Alaska News

The Anchorage residents who work overtime to prevent crime in their neighborhoods

Rolling out of the parking lot of Bethel Chapel, a nondenominational church, Deacon Bob Lincoln wears a thin, neon-yellow safety jacket that hides the bulletproof vest as he steers a white 2010 Chevy Impala through the streets of Mountain View, a diverse neighborhood north of the Glenn Highway in Anchorage.

Lincoln's worn the bulletproof vest almost from the beginning of his tenure watching the streets. Years ago, on his first day out on community patrol, he broke up a fight. That same night the red dot of a laser pointer landed on his chest, shining down from a second story window close to the action. Was it a toy? The laser sight from a weapon? It didn't matter. Lincoln wasn't going to take any chances. By Day two, he'd purchased the vest.

Not a police force but far more than the average neighborhood watch, neighborhood community patrols have for decades brought a stabilizing — although sometimes sporadic — presence to grassroots safety movements in Anchorage.

It's a Saturday night, close to 8:30, and Lincoln is taking me on a ride-along.
━━━━━━━━━━━━━━━━
[Task brief]: Please write out the passage of the article on Anchorage neighborhood patrols that starts with the words containing "Rolling out of" and ends with "Highway in Anchorage.".

[Excerpts from point annotation data]
━━━━━━━━━━━━━━━━
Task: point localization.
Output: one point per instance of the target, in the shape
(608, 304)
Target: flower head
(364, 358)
━━━━━━━━━━━━━━━━
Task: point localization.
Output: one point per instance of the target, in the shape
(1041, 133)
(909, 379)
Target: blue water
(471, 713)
━━━━━━━━━━━━━━━━
[Output of the exercise]:
Rolling out of the parking lot of Bethel Chapel, a nondenominational church, Deacon Bob Lincoln wears a thin, neon-yellow safety jacket that hides the bulletproof vest as he steers a white 2010 Chevy Impala through the streets of Mountain View, a diverse neighborhood north of the Glenn Highway in Anchorage.